### EXTRACT
----------------------------------------

Must-try Arabian desserts in Dubai

Flour, dates, spices and honey are essential ingredients for most Arabian sweets, and every Emirati grandmother has a secret recipe that’s been handed down through generations. Likewise, the spiced date cookies called maamoul are sure to be found served in heaping piles in every majlis (a room for hosting guests in an Arab home). They are usually stuffed with date paste and crushed nuts, and pressed into decorative moulds before baking.


Umm Ali


At the gastronomic core of Arabia lies the dreamy Umm Ali. Translating to ‘Ali’s Mother’, it’s a popular dessert served during Eid celebrations and other holidays. This deliciously creamy bread and butter pudding is slightly differently to the kind eaten in the West, with puff pastry or torn-up croissants layered in a large dish with pistachios, dried coconut flakes and sultanas or dates. A mixture of milk, cream and sugar is then poured over the top before being baked.




A traditional Levantine cake, basbousa is commonly eaten after family meals. It's quite a simple recipe, mostly made from semolina and sometimes powdered coconut, soaked in syrup and garnished with blanched almonds. Mild in flavour and surprisingly light, it’s an easy option to make and eat compared to other regional treats. Variations can include a honey glaze, the addition of rose water or orange blossom water to give the batter a soft floral scent.

----------------------------------------

### RECORD EXTRACTS
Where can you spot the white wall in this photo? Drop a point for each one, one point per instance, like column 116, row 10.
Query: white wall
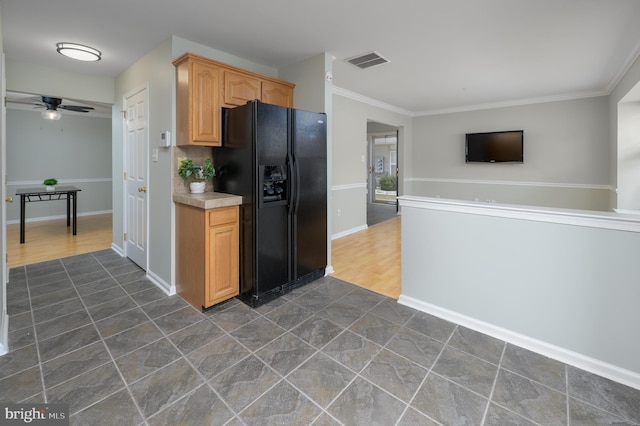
column 564, row 285
column 76, row 150
column 566, row 156
column 155, row 72
column 629, row 156
column 42, row 80
column 349, row 159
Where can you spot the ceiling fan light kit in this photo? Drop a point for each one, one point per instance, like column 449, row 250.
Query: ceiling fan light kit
column 51, row 114
column 78, row 51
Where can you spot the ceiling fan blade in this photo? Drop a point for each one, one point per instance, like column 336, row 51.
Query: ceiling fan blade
column 76, row 108
column 25, row 102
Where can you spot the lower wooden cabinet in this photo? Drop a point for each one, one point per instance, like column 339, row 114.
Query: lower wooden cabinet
column 207, row 250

----------------------------------------

### EXERCISE TASKS
A – Translate this sentence from the Arabian desserts text into Spanish: "A traditional Levantine cake, basbousa is commonly eaten after family meals."
B – Output the part of the Arabian desserts text that opens with "A traditional Levantine" and closes with "soft floral scent.".
The entries come from a separate source.

### WORKED SOLUTIONS
A – Un pastel tradicional del Levante, la basbousa suele comerse después de las comidas familiares.

B –
A traditional Levantine cake, basbousa is commonly eaten after family meals. It's quite a simple recipe, mostly made from semolina and sometimes powdered coconut, soaked in syrup and garnished with blanched almonds. Mild in flavour and surprisingly light, it’s an easy option to make and eat compared to other regional treats. Variations can include a honey glaze, the addition of rose water or orange blossom water to give the batter a soft floral scent.